BEGIN Document segment

Read all about it in Who's Top Who's Not


Top: Lisa Nandy

Time is up for ticket touts, declared Secretary of State for Culture, Media and Sport, Lisa Nandy, this week. Nandy spent the morning at South London grassroots music venue, Electric Brixton, bigging up the Government’s new policy to ban all ticket resales above face value of the original ticket.

It’s one of the bigger announcements for the Department under this Government, and one they can count as a manifesto pledge ticked off.

Sites will be monitored by the Competition and Markets Authority (CMA) and will be liable for penalties of up to 10% of turnover. The real kicker is that many in the industry feared the best they could hope for was a cap on the resale price but instead resale above face value will be illegal.

A strong supporter of grassroots football, Nandy is keen to put fans first in the music industry as well. Fans of the genres Nandy is into – let’s not forget her Labour Conference Britney power hour DJ set – will be delighted at the more affordable gig costs and at just how far Nandy has gone to improve consumer rights.

It’s bold, game-changing announcements like this that show the Government making a real difference to people and their wallets. But the proof will be if Nandy’s culture department can also make further vital changes in the creative industries – did I hear the words “dynamic pricing”?

Middle: Shabana Mahmood

Not everyone gets something named after them but careful briefers have made references to the Home Secretary’s approach to immigration as “Mahmoodian”. You can decide whether that’s a compliment or not.

The debate still rages over the political implications of the new rules on asylum-seekers, with some accusing Mahmood of being Reform in disguise, whilst others acknowledge that voters want to see significant change on immigration. The Labour soft-left are up in arms but it might be no bad thing for Labour as political fights get column inches and help to communicate that the Home Secretary is tough on immigration.

END Document segment
BEGIN Recorded information

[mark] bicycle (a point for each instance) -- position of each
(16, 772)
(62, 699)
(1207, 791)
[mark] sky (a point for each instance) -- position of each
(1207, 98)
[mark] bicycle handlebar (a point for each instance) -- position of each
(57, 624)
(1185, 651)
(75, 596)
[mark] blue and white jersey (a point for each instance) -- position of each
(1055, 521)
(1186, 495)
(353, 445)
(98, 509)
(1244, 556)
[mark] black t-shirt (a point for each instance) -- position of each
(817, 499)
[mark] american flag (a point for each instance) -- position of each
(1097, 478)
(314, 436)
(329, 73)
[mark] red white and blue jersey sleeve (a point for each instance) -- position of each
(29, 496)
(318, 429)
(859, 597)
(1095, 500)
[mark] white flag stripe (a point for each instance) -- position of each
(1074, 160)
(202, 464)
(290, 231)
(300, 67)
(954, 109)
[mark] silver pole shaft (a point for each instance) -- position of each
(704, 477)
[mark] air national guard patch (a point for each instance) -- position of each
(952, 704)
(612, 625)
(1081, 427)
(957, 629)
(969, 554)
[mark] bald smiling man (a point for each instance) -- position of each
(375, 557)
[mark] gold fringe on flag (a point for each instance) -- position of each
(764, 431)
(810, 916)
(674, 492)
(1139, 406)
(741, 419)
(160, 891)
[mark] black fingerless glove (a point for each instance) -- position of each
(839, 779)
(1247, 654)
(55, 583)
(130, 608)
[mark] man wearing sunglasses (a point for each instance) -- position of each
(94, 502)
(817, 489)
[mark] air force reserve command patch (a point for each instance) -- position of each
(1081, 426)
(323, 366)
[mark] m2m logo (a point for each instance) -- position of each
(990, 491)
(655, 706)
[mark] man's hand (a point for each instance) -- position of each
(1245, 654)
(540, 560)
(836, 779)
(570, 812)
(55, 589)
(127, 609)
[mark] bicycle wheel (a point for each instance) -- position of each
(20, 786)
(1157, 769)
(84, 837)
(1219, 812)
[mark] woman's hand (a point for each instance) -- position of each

END Recorded information

# Set tasks
(1) In the records, print every line from the one containing "[mark] gold fringe" through the end of the records, reproducing each line unchanged.
(2) Proceed with the Who's Top Who's Not column, starting right after its last sentence.

# Outputs
(1)
[mark] gold fringe on flag (a point for each instance) -- position of each
(764, 431)
(810, 916)
(674, 492)
(1139, 406)
(741, 419)
(160, 891)
[mark] black fingerless glove (a point for each instance) -- position of each
(839, 779)
(1247, 654)
(55, 583)
(130, 608)
[mark] man wearing sunglasses (a point for each instance) -- position of each
(94, 502)
(817, 489)
[mark] air force reserve command patch (a point for each instance) -- position of each
(1081, 426)
(323, 366)
[mark] m2m logo (a point for each instance) -- position of each
(990, 491)
(655, 706)
[mark] man's hand (a point for each instance) -- position of each
(1245, 654)
(540, 560)
(836, 779)
(570, 812)
(55, 589)
(127, 609)
[mark] bicycle wheel (a point for each instance) -- position of each
(20, 786)
(1157, 769)
(84, 837)
(1219, 812)
[mark] woman's hand (a point for each instance) -- position of each

(2)
Whatever you think of the reforms, though, Mahmood is one Cabinet Secretary who appears to be getting stuff done which is exactly why she was appointed to the post. She even found time to declare that Police and Crime Commissioners will be abolished, and you don’t get the sense she’ll be bothered by Andy Burnham criticising her plans. Like the boats she’s trying to turn around, Mahmood is making waves.

Now that Keir Starmer and his team are done trying to start a scrap with Wes Streeting, will there be room in Starmer’s Government for someone like Mahmood, a strong, high performer, who can grab the headlines and isn’t the PM?

Not: Nigel Farage

No 10 has joined cross-party calls for Farage to explain allegations of past racist behaviour that reappeared this week. The anti-Semitic allegations date from Farage’s schooldays, ones that Farage has dismissed as “one person’s word against another”.

It's been a busy month for Farage trying to defend himself and his party. Just last week he was called on to explain racist comments by Sarah Pochin, MP for Runcorn. Then this week, Laura Anne Jones MS, Reform UK’s only member of the Welsh Senedd, has been suspended over a racial slur she posted in an office WhatsApp group.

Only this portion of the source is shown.